-- Extracted data follows --

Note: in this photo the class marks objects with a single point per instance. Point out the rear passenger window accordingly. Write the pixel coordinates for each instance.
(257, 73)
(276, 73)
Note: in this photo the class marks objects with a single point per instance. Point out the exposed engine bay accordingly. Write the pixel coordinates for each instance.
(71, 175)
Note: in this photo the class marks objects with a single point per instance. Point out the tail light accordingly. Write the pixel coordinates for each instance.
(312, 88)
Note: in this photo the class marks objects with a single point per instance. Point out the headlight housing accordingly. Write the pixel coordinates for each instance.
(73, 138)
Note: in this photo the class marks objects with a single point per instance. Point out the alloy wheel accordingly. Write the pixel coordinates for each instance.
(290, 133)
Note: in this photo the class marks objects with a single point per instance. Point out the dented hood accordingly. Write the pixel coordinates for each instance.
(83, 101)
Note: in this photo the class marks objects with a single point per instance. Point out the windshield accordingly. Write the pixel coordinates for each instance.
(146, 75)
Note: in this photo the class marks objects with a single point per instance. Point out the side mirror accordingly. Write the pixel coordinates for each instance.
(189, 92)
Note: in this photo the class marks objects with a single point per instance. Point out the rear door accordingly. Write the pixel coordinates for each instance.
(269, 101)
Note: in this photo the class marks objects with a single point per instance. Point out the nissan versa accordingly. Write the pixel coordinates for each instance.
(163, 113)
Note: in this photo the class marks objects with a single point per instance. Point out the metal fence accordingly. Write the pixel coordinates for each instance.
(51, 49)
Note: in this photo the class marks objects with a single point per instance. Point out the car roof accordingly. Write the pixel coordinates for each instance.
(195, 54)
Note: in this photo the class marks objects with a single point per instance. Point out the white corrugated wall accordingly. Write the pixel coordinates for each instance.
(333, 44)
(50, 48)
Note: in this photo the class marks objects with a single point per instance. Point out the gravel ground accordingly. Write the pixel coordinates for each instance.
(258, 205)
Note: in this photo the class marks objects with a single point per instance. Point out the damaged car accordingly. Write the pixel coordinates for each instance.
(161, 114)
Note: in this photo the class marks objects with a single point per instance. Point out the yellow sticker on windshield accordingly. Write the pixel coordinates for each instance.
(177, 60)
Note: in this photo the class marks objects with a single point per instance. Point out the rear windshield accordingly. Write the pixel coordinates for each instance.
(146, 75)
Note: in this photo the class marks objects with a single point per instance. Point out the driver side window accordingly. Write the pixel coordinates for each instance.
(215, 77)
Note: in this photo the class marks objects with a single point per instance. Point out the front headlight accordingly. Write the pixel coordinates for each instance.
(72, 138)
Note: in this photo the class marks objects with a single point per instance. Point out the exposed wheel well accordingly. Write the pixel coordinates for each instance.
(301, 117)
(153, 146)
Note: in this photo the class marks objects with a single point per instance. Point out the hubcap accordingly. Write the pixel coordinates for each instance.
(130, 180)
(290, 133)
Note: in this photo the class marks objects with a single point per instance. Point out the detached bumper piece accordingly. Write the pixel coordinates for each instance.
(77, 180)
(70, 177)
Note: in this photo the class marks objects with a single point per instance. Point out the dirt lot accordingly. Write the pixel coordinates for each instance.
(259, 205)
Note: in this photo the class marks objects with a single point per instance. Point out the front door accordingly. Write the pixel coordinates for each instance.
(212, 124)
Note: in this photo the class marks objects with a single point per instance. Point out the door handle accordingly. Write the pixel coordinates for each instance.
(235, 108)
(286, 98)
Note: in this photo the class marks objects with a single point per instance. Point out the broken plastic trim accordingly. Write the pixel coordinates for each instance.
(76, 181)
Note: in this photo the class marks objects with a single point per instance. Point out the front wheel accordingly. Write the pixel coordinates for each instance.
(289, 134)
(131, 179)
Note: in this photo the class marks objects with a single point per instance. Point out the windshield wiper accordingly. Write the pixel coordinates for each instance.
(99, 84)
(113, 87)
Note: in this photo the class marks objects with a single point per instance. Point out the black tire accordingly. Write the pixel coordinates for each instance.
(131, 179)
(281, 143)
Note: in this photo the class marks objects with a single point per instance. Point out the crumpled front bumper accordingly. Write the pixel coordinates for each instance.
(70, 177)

-- Extracted data concluded --

In full and word for word, restate the data.

Note: in this photo the class marks objects with a single point per instance. Point out the rear passenger window accordingly. Write the pixel coordinates for each instance.
(257, 73)
(276, 73)
Note: in this photo the class marks objects with a single point per instance. Point out the exposed engine bay accordingly. Write the pixel coordinates for each instance.
(71, 175)
Note: in this photo the class marks objects with a single point per instance. Point out the tail light accordingly. Write the pixel coordinates for each instance.
(312, 88)
Note: in this photo the class marks objects with a single point per instance. Point out the headlight housing accordingly. Write the pixel coordinates for each instance.
(73, 138)
Note: in this photo the class marks objects with a single point per instance. Point out the alloy wheel accordingly. Write the pixel coordinates for each instance.
(290, 133)
Note: in this photo the class marks objects with a single point per instance. Point out the dented hood accordingly. Write the pixel coordinates for each instance.
(83, 101)
Note: in this photo the class marks objects with a single point per instance. Point out the windshield accordingly. Write the pixel coordinates for each instance.
(146, 75)
Note: in this photo the class marks objects with a single point per instance. Point out the side mirror accordingly. Write the pixel coordinates for each instance.
(189, 92)
Note: in this photo the class marks objects with a single point per instance. Point out the rear door accordingly. Write the pixel coordinates for each instance.
(269, 101)
Note: in this photo the class marks objects with a single point per instance. Point out the nissan versa accordingly. Write the pixel coordinates for each instance.
(163, 113)
Note: in this photo the class marks objects with a single point per instance. Point out the metal fence accordingly. Write the pixel coordinates for each instance.
(51, 49)
Note: in this photo the class marks objects with a single point per instance. Point out the car roof accordingly. Write the pixel coordinates for each instance.
(195, 54)
Note: in this photo the class marks objects with a single point per instance. Point out the white corrugated wall accordingly. Write the pixel coordinates for each instance.
(333, 44)
(50, 48)
Note: in this photo the class marks objects with a single point per instance. Point out the gravel ground accordingly. Write the pixel coordinates for each instance.
(258, 205)
Note: in this photo the class marks objects with a single point per instance. Point out the damaged car accordingly. Write the pixel coordinates for each instance.
(161, 114)
Note: in this photo the class marks objects with a single point per instance. Point out the yellow sticker on windshield accordingly. Write the pixel coordinates for each instance.
(177, 60)
Note: in this photo the class marks objects with a single point per instance. Point out the rear windshield accordingly. Write the pixel coordinates for each instance.
(146, 75)
Note: in this photo the class marks objects with a single point per instance. Point out the driver side window accordingly. Write the pixel coordinates for each instance.
(215, 77)
Note: in this photo the class marks objects with a single point per instance. Point out the front headlight accordingly. Write the pixel coordinates for each instance.
(72, 138)
Note: in this photo the class marks objects with a single point per instance. Point out the exposed wheel well accordingly. Write the pixel coordinates for each instance.
(301, 117)
(153, 146)
Note: in this photo the class marks objects with a single point per instance. Point out the hubcap accordingly. Write the pixel coordinates for each instance.
(130, 180)
(290, 133)
Note: in this photo the class marks objects with a single point per instance. Point out the detached bumper piece accordingly. Write the pixel coordinates for each instance.
(77, 180)
(70, 177)
Note: in this photo the class marks objects with a single point per instance. Point out the dirt lot accordingly. Write the pixel coordinates for each instance.
(259, 205)
Note: in this photo the class marks objects with a single point per instance. Point out the front door accordingly. Write the pixel coordinates for each instance.
(212, 124)
Note: in this photo the class marks objects with a single point per instance. Point out the door handle accordingly. Write the pixel coordinates for each instance.
(235, 108)
(286, 98)
Note: in this photo the class marks objects with a single point per instance. Point out the broken plastic trim accordingly. Write the pixel coordinates for each instance.
(76, 181)
Note: in this photo the class marks objects with a single point per instance. Point out the front wheel accordingly. Write the pixel coordinates for each instance.
(289, 134)
(131, 179)
Note: in this photo the class marks objects with a single point per instance. Point out the windshield wiper accordingly. Write the pixel coordinates for each instance.
(99, 84)
(113, 87)
Note: in this photo the class marks objects with a single point per instance. Point out the black tire accordingly. Write the pixel coordinates for each instance.
(131, 179)
(281, 143)
Note: in this photo the class marks objects with a single point per instance. Point out the crumpled front bumper accordingly. Write the pixel coordinates for each instance.
(70, 177)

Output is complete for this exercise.